* **DO THIS**
According to the passage on H_∞ control, what is the main advantage of this control method?

───── TEXT BLOCK

The primary advantage of H_∞ control is its capability to manage both model uncertainties and external disturbances simultaneously. In the standard H_∞ control problem, as illustrated in Figure 5, external disturbance, measurable output and control signal are defined as d, y and u, respectively. The robust controller K(s) is designed to stabilize the closed-loop plant P and minimize the norm from d to z at any frequency.

Weighted mixed-based H_∞ control is a specific case of the standard H_∞ optimization problem. In this study, the weighted mixed sensitivity problem is tackled to design the optimal control system that ensures the desired performance criteria by adjusting the various sensitivity functions. Thus, the performance requirements for the closed-loop system are transformed into a H_∞ optimization framework with the aid of weighting functions. Based on the selected weights and performance criteria, three distinct robust controllers are designed in this section.

──────────
───── DATASET CONTENT

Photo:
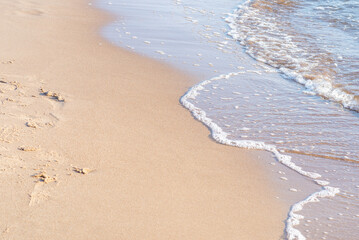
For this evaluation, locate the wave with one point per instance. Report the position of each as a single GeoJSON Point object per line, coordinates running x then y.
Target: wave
{"type": "Point", "coordinates": [265, 35]}
{"type": "Point", "coordinates": [221, 136]}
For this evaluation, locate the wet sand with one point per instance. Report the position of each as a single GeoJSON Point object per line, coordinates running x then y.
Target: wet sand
{"type": "Point", "coordinates": [94, 143]}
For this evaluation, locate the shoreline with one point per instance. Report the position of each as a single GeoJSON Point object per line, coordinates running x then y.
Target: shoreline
{"type": "Point", "coordinates": [156, 174]}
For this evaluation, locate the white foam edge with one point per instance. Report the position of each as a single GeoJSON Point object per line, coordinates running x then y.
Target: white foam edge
{"type": "Point", "coordinates": [321, 87]}
{"type": "Point", "coordinates": [220, 136]}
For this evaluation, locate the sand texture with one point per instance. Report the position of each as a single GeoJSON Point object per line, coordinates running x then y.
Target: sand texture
{"type": "Point", "coordinates": [95, 145]}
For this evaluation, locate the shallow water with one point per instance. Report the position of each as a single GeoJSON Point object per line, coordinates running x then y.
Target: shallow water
{"type": "Point", "coordinates": [292, 95]}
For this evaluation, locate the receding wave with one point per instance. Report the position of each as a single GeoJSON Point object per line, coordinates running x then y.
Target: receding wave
{"type": "Point", "coordinates": [271, 35]}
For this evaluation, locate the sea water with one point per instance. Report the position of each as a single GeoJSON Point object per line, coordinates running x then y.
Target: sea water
{"type": "Point", "coordinates": [278, 75]}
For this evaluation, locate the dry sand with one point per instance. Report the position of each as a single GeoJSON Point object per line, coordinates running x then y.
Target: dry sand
{"type": "Point", "coordinates": [95, 145]}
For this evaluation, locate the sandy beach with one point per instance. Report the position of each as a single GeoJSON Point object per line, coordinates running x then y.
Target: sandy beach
{"type": "Point", "coordinates": [94, 143]}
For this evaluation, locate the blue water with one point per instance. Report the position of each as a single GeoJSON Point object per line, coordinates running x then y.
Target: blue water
{"type": "Point", "coordinates": [295, 87]}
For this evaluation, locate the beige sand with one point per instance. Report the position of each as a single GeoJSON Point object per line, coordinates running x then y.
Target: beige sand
{"type": "Point", "coordinates": [73, 104]}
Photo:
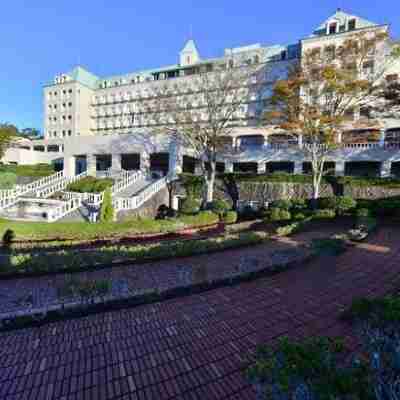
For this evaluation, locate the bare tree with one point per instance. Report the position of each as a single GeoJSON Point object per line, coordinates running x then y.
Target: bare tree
{"type": "Point", "coordinates": [202, 111]}
{"type": "Point", "coordinates": [325, 88]}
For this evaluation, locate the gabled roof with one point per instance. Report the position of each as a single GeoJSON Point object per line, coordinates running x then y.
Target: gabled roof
{"type": "Point", "coordinates": [342, 17]}
{"type": "Point", "coordinates": [83, 76]}
{"type": "Point", "coordinates": [190, 47]}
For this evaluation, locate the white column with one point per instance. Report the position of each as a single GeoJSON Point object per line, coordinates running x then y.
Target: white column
{"type": "Point", "coordinates": [300, 141]}
{"type": "Point", "coordinates": [386, 169]}
{"type": "Point", "coordinates": [69, 166]}
{"type": "Point", "coordinates": [228, 167]}
{"type": "Point", "coordinates": [298, 167]}
{"type": "Point", "coordinates": [91, 164]}
{"type": "Point", "coordinates": [144, 161]}
{"type": "Point", "coordinates": [261, 168]}
{"type": "Point", "coordinates": [116, 162]}
{"type": "Point", "coordinates": [339, 168]}
{"type": "Point", "coordinates": [382, 138]}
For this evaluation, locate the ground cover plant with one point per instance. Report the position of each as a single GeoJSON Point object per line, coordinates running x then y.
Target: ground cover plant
{"type": "Point", "coordinates": [70, 261]}
{"type": "Point", "coordinates": [80, 231]}
{"type": "Point", "coordinates": [323, 369]}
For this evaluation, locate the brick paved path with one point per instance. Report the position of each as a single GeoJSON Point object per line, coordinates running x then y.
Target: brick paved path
{"type": "Point", "coordinates": [194, 347]}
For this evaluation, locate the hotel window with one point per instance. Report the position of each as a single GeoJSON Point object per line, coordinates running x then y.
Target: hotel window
{"type": "Point", "coordinates": [332, 28]}
{"type": "Point", "coordinates": [368, 67]}
{"type": "Point", "coordinates": [352, 24]}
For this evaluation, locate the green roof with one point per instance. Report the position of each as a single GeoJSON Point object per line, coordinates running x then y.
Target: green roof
{"type": "Point", "coordinates": [81, 75]}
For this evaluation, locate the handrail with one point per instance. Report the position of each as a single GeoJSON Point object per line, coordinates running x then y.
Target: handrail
{"type": "Point", "coordinates": [132, 203]}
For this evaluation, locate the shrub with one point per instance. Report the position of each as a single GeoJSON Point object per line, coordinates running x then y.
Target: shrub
{"type": "Point", "coordinates": [230, 217]}
{"type": "Point", "coordinates": [344, 204]}
{"type": "Point", "coordinates": [299, 216]}
{"type": "Point", "coordinates": [279, 214]}
{"type": "Point", "coordinates": [162, 212]}
{"type": "Point", "coordinates": [363, 212]}
{"type": "Point", "coordinates": [324, 214]}
{"type": "Point", "coordinates": [8, 238]}
{"type": "Point", "coordinates": [327, 203]}
{"type": "Point", "coordinates": [107, 209]}
{"type": "Point", "coordinates": [7, 180]}
{"type": "Point", "coordinates": [248, 213]}
{"type": "Point", "coordinates": [309, 369]}
{"type": "Point", "coordinates": [190, 206]}
{"type": "Point", "coordinates": [298, 204]}
{"type": "Point", "coordinates": [219, 207]}
{"type": "Point", "coordinates": [282, 204]}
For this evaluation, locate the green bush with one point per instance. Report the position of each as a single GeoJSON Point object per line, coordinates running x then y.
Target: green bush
{"type": "Point", "coordinates": [219, 207]}
{"type": "Point", "coordinates": [312, 368]}
{"type": "Point", "coordinates": [282, 204]}
{"type": "Point", "coordinates": [8, 238]}
{"type": "Point", "coordinates": [327, 203]}
{"type": "Point", "coordinates": [279, 214]}
{"type": "Point", "coordinates": [90, 184]}
{"type": "Point", "coordinates": [7, 180]}
{"type": "Point", "coordinates": [345, 204]}
{"type": "Point", "coordinates": [324, 214]}
{"type": "Point", "coordinates": [299, 216]}
{"type": "Point", "coordinates": [78, 260]}
{"type": "Point", "coordinates": [389, 207]}
{"type": "Point", "coordinates": [230, 217]}
{"type": "Point", "coordinates": [107, 209]}
{"type": "Point", "coordinates": [190, 206]}
{"type": "Point", "coordinates": [299, 204]}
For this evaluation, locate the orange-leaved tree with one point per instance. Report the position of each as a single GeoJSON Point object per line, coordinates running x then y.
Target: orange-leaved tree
{"type": "Point", "coordinates": [324, 89]}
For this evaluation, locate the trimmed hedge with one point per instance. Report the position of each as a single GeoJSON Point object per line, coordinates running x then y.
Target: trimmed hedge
{"type": "Point", "coordinates": [58, 232]}
{"type": "Point", "coordinates": [230, 217]}
{"type": "Point", "coordinates": [73, 261]}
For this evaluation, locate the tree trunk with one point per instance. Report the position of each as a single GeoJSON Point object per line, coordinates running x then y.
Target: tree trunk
{"type": "Point", "coordinates": [211, 183]}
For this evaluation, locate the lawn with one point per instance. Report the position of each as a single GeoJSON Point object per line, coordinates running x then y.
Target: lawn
{"type": "Point", "coordinates": [81, 231]}
{"type": "Point", "coordinates": [35, 171]}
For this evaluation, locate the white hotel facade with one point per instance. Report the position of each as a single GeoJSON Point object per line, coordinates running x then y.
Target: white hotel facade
{"type": "Point", "coordinates": [94, 124]}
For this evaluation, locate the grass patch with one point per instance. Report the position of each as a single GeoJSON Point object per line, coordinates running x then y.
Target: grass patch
{"type": "Point", "coordinates": [81, 231]}
{"type": "Point", "coordinates": [34, 171]}
{"type": "Point", "coordinates": [90, 184]}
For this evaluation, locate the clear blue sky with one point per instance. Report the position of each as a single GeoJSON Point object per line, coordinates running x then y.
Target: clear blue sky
{"type": "Point", "coordinates": [39, 39]}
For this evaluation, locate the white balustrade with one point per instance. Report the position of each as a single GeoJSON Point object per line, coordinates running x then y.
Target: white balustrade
{"type": "Point", "coordinates": [64, 209]}
{"type": "Point", "coordinates": [136, 201]}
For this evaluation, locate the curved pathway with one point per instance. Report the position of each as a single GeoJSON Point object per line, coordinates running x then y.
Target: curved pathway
{"type": "Point", "coordinates": [194, 347]}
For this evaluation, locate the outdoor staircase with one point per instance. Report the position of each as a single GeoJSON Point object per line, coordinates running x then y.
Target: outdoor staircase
{"type": "Point", "coordinates": [130, 190]}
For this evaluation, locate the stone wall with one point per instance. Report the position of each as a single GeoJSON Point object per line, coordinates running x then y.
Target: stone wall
{"type": "Point", "coordinates": [262, 192]}
{"type": "Point", "coordinates": [370, 192]}
{"type": "Point", "coordinates": [148, 209]}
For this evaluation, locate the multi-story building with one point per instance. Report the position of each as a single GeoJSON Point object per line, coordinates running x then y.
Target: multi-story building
{"type": "Point", "coordinates": [96, 123]}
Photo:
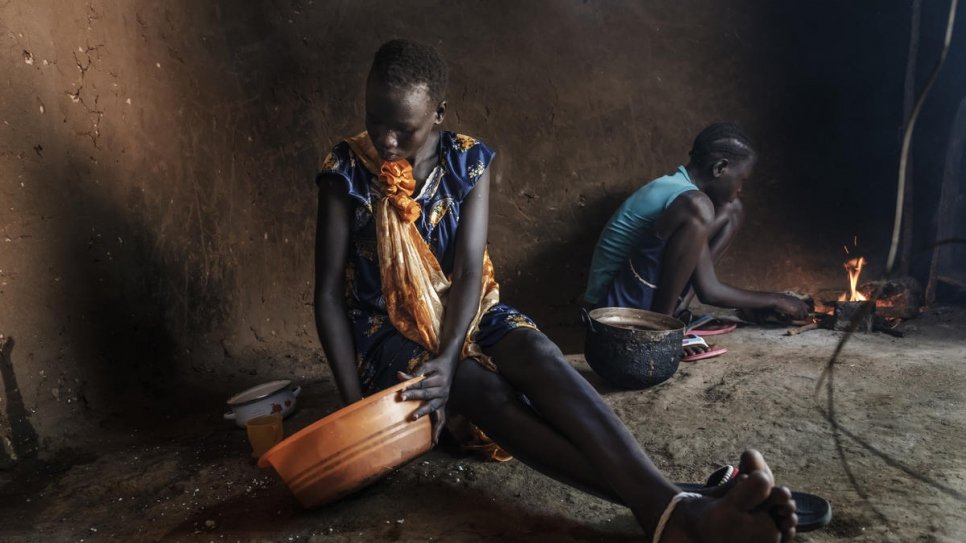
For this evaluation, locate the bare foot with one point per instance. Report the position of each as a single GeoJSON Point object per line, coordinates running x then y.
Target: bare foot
{"type": "Point", "coordinates": [738, 516]}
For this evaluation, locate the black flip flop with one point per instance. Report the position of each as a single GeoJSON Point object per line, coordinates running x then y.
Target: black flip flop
{"type": "Point", "coordinates": [813, 511]}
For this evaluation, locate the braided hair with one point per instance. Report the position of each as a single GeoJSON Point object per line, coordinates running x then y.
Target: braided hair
{"type": "Point", "coordinates": [718, 141]}
{"type": "Point", "coordinates": [404, 63]}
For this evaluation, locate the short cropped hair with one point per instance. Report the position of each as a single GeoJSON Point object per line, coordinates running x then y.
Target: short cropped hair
{"type": "Point", "coordinates": [721, 140]}
{"type": "Point", "coordinates": [404, 63]}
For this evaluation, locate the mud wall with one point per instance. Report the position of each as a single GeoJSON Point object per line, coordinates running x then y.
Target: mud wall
{"type": "Point", "coordinates": [156, 164]}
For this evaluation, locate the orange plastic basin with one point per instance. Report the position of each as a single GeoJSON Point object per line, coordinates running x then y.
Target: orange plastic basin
{"type": "Point", "coordinates": [351, 448]}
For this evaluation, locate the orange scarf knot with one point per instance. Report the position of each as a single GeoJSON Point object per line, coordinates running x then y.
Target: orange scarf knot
{"type": "Point", "coordinates": [399, 183]}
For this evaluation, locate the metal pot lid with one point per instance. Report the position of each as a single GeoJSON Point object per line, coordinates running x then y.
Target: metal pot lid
{"type": "Point", "coordinates": [258, 392]}
{"type": "Point", "coordinates": [635, 319]}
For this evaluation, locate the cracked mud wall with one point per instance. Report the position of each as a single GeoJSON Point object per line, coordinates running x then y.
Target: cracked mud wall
{"type": "Point", "coordinates": [157, 159]}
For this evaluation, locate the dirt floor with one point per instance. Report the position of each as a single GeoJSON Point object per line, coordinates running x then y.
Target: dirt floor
{"type": "Point", "coordinates": [897, 472]}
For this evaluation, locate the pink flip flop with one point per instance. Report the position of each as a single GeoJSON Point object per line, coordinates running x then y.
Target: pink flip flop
{"type": "Point", "coordinates": [695, 340]}
{"type": "Point", "coordinates": [708, 325]}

──────────

* **FULL OUTPUT**
It can manage both model uncertainties and external disturbances simultaneously.